Knight Transportation 

Kevin Knight

Low operating ratio, record earnings, make this one of the best small companies in the U.S.

Forbes magazine has recognized Knight Transportation 10 years in a row as one of the best small companies in the United States.

      Kevin Knight will tell you he doesn’t belong in a roundup of truckload pioneers like Werner, Hunt, Schneider and Swift. “I’ve always looked at us like we were more students in the game,” he says.
      Forbes magazine has recognized Knight Transportation 10 years in a row as “one of the best small companies” in the United States. Only one company – burger chain Sonic Corp. – has made the list more times.
      Kevin, his brother Keith, and his cousins Gary and Randy got their start in trucking through friends of the family – Jerry Moyes and his dad, Carl Moyes, who started Swift Transportation in the 1960s. Today, Swift is the nation’s largest publicly held truckload company. But when the Knights started working there in the early 1970s, Swift was a small company running about 25 trucks, Kevin recalls.
      “When you go to work for a small company, you kind of do a little of everything,” he says. “You work out in the yard, you work out in the shop, you dispatch trucks, you deliver a load locally, you do payroll, you do receivables.”
      Like many truckload companies, Swift was kept small because of regulation. “I remember wishing we could haul what we wanted,” Knight says. “It was really a very, very different environment [than today]. It kept us from growing very much. By the same token, you got to raise your rates every six months, and when fuel prices got high the ICC told you how much to add to your freight bill. From that standpoint it was good, but it certainly kept us from becoming who we wanted to become.”
      Deregulation in 1980 gave Swift the opportunity to start growing the business, and the Knights were there to learn in the new operating environment. By 1984, Swift was up to $25 million in annual revenue.
      By 1989, as Swift was preparing to go public, Knight and his brother and cousins decided it was time to go their own way. Knight admits there were some hard feelings, but they have dimmed over time.

----

*Given problem 1*
Write out the Knight Transportation profile in full, word for word.
The rows have no connection to the Knight Transportation profile.

----

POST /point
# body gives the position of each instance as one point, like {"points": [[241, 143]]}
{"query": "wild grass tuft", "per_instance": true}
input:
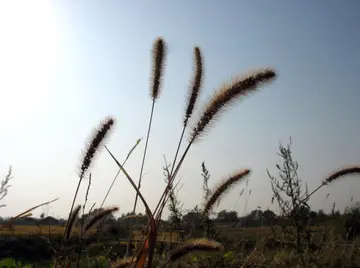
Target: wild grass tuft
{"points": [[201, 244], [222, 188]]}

----

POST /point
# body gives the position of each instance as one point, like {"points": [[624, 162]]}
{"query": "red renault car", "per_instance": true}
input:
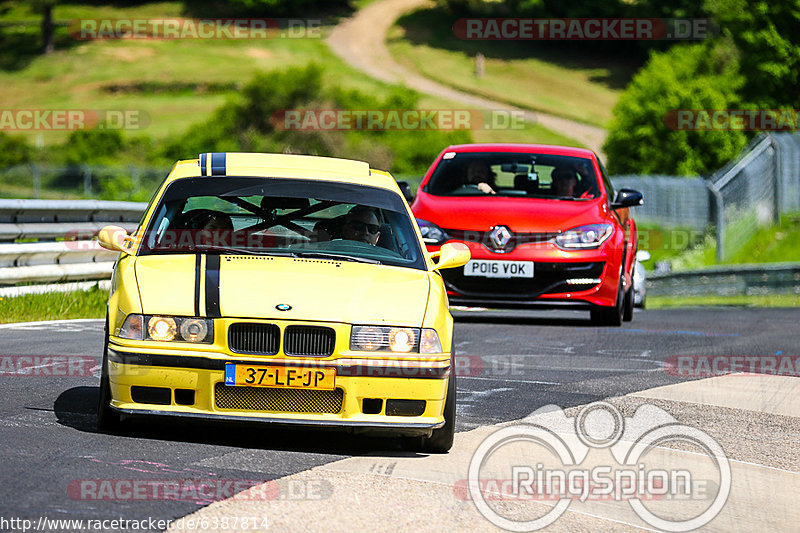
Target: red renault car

----

*Given problem 2*
Pick out every line in the rows that contains the string "gives", matching case.

*Complete response 1*
Knight Transportation 

Kevin Knight

Low operating ratio, record earnings, make this one of the best small companies in the U.S.

Forbes magazine has recognized Knight Transportation 10 years in a row as one of the best small companies in the United States.

      Kevin Knight will tell you he doesn’t belong in a roundup of truckload pioneers like Werner, Hunt, Schneider and Swift. “I’ve always looked at us like we were more students in the game,” he says.
      Forbes magazine has recognized Knight Transportation 10 years in a row as “one of the best small companies” in the United States. Only one company – burger chain Sonic Corp. – has made the list more times.
      Kevin, his brother Keith, and his cousins Gary and Randy got their start in trucking through friends of the family – Jerry Moyes and his dad, Carl Moyes, who started Swift Transportation in the 1960s. Today, Swift is the nation’s largest publicly held truckload company. But when the Knights started working there in the early 1970s, Swift was a small company running about 25 trucks, Kevin recalls.
      “When you go to work for a small company, you kind of do a little of everything,” he says. “You work out in the yard, you work out in the shop, you dispatch trucks, you deliver a load locally, you do payroll, you do receivables.”
      Like many truckload companies, Swift was kept small because of regulation. “I remember wishing we could haul what we wanted,” Knight says. “It was really a very, very different environment [than today]. It kept us from growing very much. By the same token, you got to raise your rates every six months, and when fuel prices got high the ICC told you how much to add to your freight bill. From that standpoint it was good, but it certainly kept us from becoming who we wanted to become.”
      Deregulation in 1980 gave Swift the opportunity to start growing the business, and the Knights were there to learn in the new operating environment. By 1984, Swift was up to $25 million in annual revenue.
      By 1989, as Swift was preparing to go public, Knight and his brother and cousins decided it was time to go their own way. Knight admits there were some hard feelings, but they have dimmed over time.

*Complete response 2*
# body gives the position of each instance as one point, like {"points": [[241, 143]]}
# body gives the position of each instance as one point, like {"points": [[624, 162]]}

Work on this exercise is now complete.